(Photo-based referring expression data)
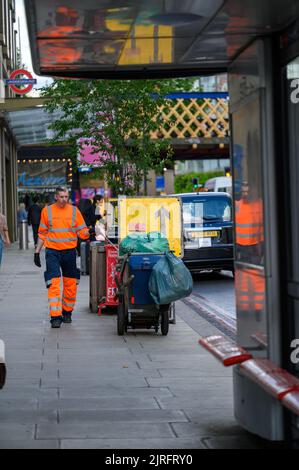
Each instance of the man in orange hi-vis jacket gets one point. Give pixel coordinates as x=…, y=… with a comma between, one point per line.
x=60, y=225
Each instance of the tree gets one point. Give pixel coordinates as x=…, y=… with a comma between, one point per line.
x=119, y=116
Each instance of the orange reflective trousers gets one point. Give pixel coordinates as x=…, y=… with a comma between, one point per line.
x=64, y=261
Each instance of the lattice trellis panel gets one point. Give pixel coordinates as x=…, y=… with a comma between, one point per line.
x=195, y=118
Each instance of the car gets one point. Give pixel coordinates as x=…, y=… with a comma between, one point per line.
x=208, y=231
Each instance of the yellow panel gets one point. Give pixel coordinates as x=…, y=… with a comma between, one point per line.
x=148, y=214
x=140, y=47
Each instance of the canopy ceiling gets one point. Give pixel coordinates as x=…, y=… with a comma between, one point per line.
x=131, y=38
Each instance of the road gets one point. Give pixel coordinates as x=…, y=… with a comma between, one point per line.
x=213, y=298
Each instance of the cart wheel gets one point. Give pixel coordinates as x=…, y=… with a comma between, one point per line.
x=172, y=318
x=121, y=317
x=164, y=322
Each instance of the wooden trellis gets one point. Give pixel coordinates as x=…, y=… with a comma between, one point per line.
x=194, y=118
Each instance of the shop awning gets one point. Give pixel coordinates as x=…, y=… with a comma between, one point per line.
x=141, y=38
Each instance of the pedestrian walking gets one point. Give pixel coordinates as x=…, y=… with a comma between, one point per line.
x=99, y=207
x=34, y=214
x=21, y=213
x=4, y=236
x=61, y=225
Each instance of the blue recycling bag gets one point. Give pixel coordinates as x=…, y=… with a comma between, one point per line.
x=170, y=280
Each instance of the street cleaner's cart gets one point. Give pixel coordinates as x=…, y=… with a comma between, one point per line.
x=149, y=229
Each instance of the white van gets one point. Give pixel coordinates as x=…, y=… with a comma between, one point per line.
x=221, y=184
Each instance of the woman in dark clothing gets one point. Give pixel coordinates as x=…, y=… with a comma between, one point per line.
x=34, y=214
x=86, y=208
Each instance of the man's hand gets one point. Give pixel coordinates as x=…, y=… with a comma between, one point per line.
x=37, y=260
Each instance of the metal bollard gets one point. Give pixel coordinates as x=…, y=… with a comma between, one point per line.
x=97, y=275
x=23, y=235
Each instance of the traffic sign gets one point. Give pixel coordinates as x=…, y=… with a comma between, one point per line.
x=14, y=83
x=147, y=214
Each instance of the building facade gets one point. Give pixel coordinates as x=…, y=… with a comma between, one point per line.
x=8, y=155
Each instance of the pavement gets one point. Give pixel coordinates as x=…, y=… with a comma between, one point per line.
x=82, y=386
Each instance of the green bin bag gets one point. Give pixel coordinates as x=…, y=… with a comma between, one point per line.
x=170, y=280
x=152, y=242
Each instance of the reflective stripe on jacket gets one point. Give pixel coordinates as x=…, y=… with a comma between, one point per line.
x=60, y=227
x=249, y=223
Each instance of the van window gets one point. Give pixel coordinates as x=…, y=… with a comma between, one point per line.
x=196, y=213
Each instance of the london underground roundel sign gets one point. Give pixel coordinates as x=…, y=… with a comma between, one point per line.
x=14, y=83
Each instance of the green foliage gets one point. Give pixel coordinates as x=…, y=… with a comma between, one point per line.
x=119, y=115
x=183, y=183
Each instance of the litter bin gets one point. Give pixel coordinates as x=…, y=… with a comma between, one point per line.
x=97, y=275
x=23, y=235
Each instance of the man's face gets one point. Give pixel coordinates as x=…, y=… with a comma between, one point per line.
x=62, y=198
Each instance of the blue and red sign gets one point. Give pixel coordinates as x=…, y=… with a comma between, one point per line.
x=14, y=83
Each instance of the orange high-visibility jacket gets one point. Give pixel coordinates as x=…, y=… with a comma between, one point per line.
x=60, y=227
x=249, y=223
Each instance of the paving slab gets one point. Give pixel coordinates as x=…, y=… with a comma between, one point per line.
x=89, y=430
x=149, y=443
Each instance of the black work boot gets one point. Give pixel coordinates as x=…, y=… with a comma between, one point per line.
x=66, y=316
x=56, y=322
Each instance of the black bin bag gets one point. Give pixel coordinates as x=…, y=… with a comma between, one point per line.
x=170, y=280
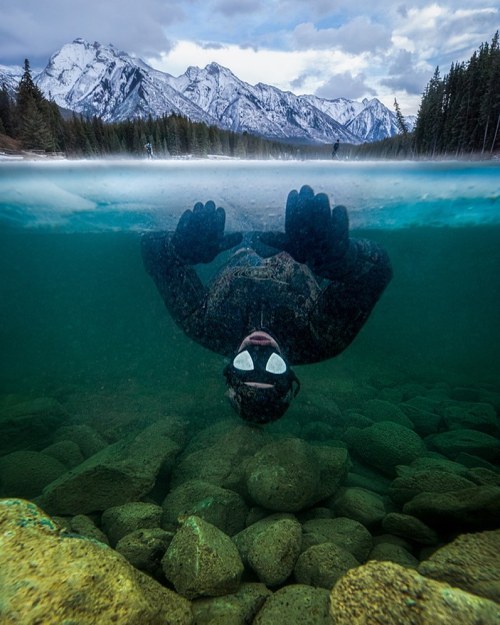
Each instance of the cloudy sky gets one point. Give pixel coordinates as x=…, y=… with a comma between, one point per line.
x=332, y=48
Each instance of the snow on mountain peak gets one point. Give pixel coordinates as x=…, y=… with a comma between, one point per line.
x=95, y=79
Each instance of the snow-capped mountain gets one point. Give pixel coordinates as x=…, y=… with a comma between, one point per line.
x=259, y=109
x=10, y=77
x=93, y=79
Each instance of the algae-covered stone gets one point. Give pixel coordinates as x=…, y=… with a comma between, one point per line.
x=26, y=473
x=67, y=452
x=296, y=604
x=390, y=552
x=119, y=521
x=470, y=415
x=322, y=565
x=409, y=527
x=145, y=549
x=470, y=562
x=469, y=508
x=412, y=483
x=88, y=440
x=385, y=444
x=455, y=442
x=202, y=561
x=347, y=533
x=120, y=473
x=271, y=547
x=219, y=506
x=359, y=504
x=222, y=461
x=239, y=608
x=384, y=592
x=49, y=577
x=28, y=423
x=382, y=410
x=289, y=475
x=85, y=526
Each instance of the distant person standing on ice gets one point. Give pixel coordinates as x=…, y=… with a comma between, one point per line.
x=287, y=298
x=335, y=149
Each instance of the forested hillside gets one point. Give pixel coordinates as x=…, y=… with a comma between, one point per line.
x=459, y=116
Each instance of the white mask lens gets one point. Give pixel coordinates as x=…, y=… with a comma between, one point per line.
x=276, y=364
x=243, y=362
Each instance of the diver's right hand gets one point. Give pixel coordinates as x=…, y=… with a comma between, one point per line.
x=199, y=236
x=314, y=234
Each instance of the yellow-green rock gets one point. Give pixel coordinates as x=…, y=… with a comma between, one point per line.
x=52, y=577
x=389, y=594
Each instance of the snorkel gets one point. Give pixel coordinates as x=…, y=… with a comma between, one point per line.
x=261, y=382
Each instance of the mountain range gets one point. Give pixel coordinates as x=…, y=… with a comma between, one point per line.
x=95, y=79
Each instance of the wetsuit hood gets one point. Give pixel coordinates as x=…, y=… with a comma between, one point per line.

__WHAT THE EXERCISE ASKS__
The answer is every line of the data, exactly as written, with the pictures dropped.

__TASK OUTPUT__
Each instance of the man in orange hi-vis jacket gets one point. Give pixel coordinates as x=…, y=… with a comma between, one point per line.
x=60, y=225
Each instance of the tree gets one point. Give pixel coordinates as x=…, y=… with a comma between, one point per line.
x=119, y=116
Each instance of the orange reflective trousers gets one point. Give pixel coordinates as x=…, y=… with a comma between, one point per line.
x=64, y=261
Each instance of the lattice trellis panel gets one point. Give pixel coordinates as x=…, y=… with a comma between, one point per line.
x=195, y=118
Each instance of the car gets one point. Give pixel coordinates as x=…, y=… with a comma between, one point per line.
x=208, y=231
Each instance of the yellow panel gets one point. Give pixel coordinates as x=…, y=… with a comma between, one point per line.
x=148, y=214
x=140, y=47
Each instance of the canopy ceiling gets one point. Give pixel coordinates as x=…, y=… with a comma between, one point per line.
x=131, y=38
Each instance of the road gets one point. Give pixel coordinates as x=…, y=… with a comma between, one point per line.
x=213, y=298
Each instance of the cart wheel gets one point. Give pixel coordinates as x=…, y=… with a comma between, one point per line.
x=172, y=318
x=121, y=317
x=164, y=322
Each instance of the wooden trellis gets one point. Give pixel coordinates as x=…, y=… with a comma between, one point per line.
x=194, y=118
Each instance of the shop awning gets one point. Give pixel coordinates as x=…, y=… with a comma between, one point per line.
x=141, y=38
Each instance of the pedestrian walking gets one point. Give pixel coordinates as x=…, y=… with a comma between, one point per line.
x=99, y=207
x=34, y=214
x=21, y=213
x=4, y=236
x=61, y=225
Each instance of the blue recycling bag gets one point. Give pixel coordinates as x=…, y=… with a comma between, one point per line.
x=170, y=280
Each instance of the street cleaner's cart gets one point. Give pixel coordinates as x=…, y=… with a comma between, one point per line.
x=149, y=229
Each instance of the white van gets one point. Give pixel coordinates as x=…, y=… with a comma between, one point per line.
x=221, y=184
Each instance of the woman in dark clothing gets one point. Give pixel coordinates as x=…, y=… with a comma between, one point per line.
x=34, y=214
x=86, y=208
Each instance of the man's hand gets one point. Give pixel coordinates as x=…, y=… with a comma between, one point per line.
x=37, y=260
Each instance of the metal bollard gets one point. Give pixel coordinates as x=…, y=… with a comma between, one point per line.
x=97, y=275
x=23, y=235
Each instance of the traffic sign gets one point. Give pixel coordinates as x=…, y=… with a comma between, one point per line.
x=14, y=83
x=147, y=214
Each instance of the building facade gets one point. Give pixel coordinates as x=…, y=… with a comma between, one point per line.
x=8, y=155
Each instance of the pavement gets one point. Give pixel coordinates as x=…, y=… with a comma between, one point per line.
x=82, y=386
Each instance of the green bin bag gets one point. Give pixel coordinates as x=…, y=… with a comma between, one point per line.
x=170, y=280
x=152, y=242
Each instance of the reflective stripe on jacket gets one point. Give pixel coordinates as x=…, y=… with a comma between, one point per line.
x=60, y=227
x=249, y=223
Each instance of the van window gets one point. Give pixel coordinates as x=…, y=… with a comma between, one point per line.
x=196, y=213
Each instance of the london underground roundel sign gets one point. Give pixel coordinates as x=…, y=… with a comma between, one point per line.
x=14, y=83
Each instance of the green foliage gets one point. Give pixel coordinates as x=…, y=… with a comma between, one point per line.
x=119, y=115
x=183, y=183
Each instance of the litter bin gets one point. Give pixel coordinates as x=…, y=… with a comma between, one point per line.
x=97, y=275
x=23, y=235
Each instance of the man's face gets one point. Give pixel coordinates as x=…, y=… with a comma between, one point per line.
x=62, y=198
Each instance of the blue and red sign gets one point. Give pixel coordinates as x=…, y=… with a comma between, one point per line.
x=14, y=83
Each instance of the orange high-visibility jacket gets one point. Give pixel coordinates as x=…, y=… with a comma between, one point per line.
x=60, y=227
x=249, y=223
Each instance of the paving slab gets one point. Give pixel coordinates as x=…, y=… with a comma between, one point per line.
x=89, y=430
x=149, y=443
Each instance of the black work boot gets one point. Give pixel coordinates as x=…, y=… with a comma between, one point per line.
x=66, y=316
x=56, y=322
Each instance of the black bin bag gets one point. Give pixel coordinates as x=…, y=… with a comma between, one point per line.
x=170, y=280
Each instance of the cloudy sky gets one point. Give pixel coordinates as x=…, y=… with a comma between, one point per line.
x=332, y=48
Each instance of the snow on mountain peak gets one point. Give pixel coordinates as x=…, y=… with a comma between, one point per line.
x=95, y=79
Each instance of the snow-capped mountain gets one point. Give pixel coordinates as x=…, y=… with a comma between, one point per line.
x=259, y=109
x=10, y=77
x=93, y=79
Each instance of the algae-covered stone gets one point. Give pixel coordinates as x=…, y=… with a comma between, one point per line.
x=26, y=473
x=67, y=452
x=296, y=604
x=390, y=552
x=119, y=521
x=470, y=415
x=322, y=565
x=409, y=527
x=145, y=549
x=470, y=562
x=469, y=508
x=412, y=483
x=88, y=440
x=385, y=444
x=455, y=442
x=202, y=561
x=347, y=533
x=120, y=473
x=271, y=547
x=219, y=506
x=359, y=504
x=222, y=461
x=239, y=608
x=384, y=592
x=49, y=577
x=28, y=423
x=382, y=410
x=289, y=475
x=85, y=526
Each instance of the distant person standing on ice gets one point. Give pixel coordinates as x=…, y=… with a comma between, one point per line.
x=287, y=298
x=335, y=149
Each instance of the forested hillside gets one point. Give pixel coordinates as x=…, y=… with a comma between, one point per line.
x=459, y=116
Each instance of the white mask lens gets one point. Give pixel coordinates as x=…, y=… with a comma between, one point per line.
x=276, y=364
x=243, y=362
Each instance of the diver's right hand gets one point. Give pixel coordinates as x=…, y=… with a comma between, one point per line.
x=199, y=236
x=314, y=234
Each instance of the yellow-green rock gets one point. Give pixel coordinates as x=…, y=… with a comma between, one point per line.
x=52, y=577
x=389, y=594
Each instance of the snorkel gets one point. Give pixel coordinates as x=…, y=… with a comma between, one point per line.
x=261, y=382
Each instance of the mountain range gets one point. Give pixel coordinates as x=…, y=… with a comma between, one point per line.
x=95, y=79
Each instance of the wetsuit hood gets one point. Give pixel coordinates as x=…, y=… with a comma between, one point per line.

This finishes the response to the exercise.